Copy out each line of the entries below that contains the string "written".

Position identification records
• • •

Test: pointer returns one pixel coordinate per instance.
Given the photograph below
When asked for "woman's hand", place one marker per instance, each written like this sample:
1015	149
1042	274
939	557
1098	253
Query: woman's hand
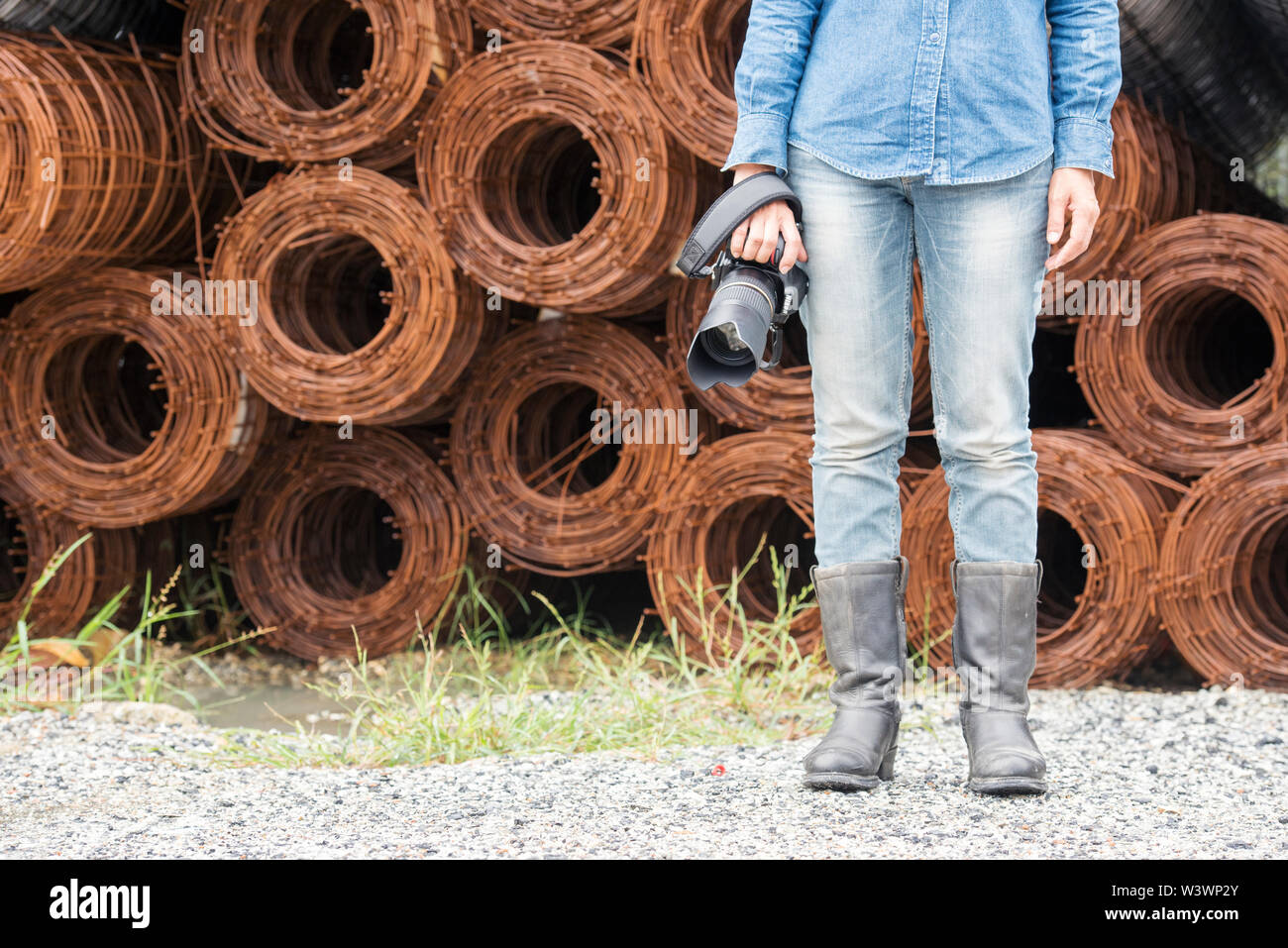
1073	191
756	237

• • •

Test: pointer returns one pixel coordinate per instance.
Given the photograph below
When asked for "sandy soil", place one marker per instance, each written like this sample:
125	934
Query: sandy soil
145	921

• • •

Task response>
When asked for "woman's hand", place one marker per instance, each written like this sample:
When asked for "sandy soil", place one marker per instance, each written like this sample:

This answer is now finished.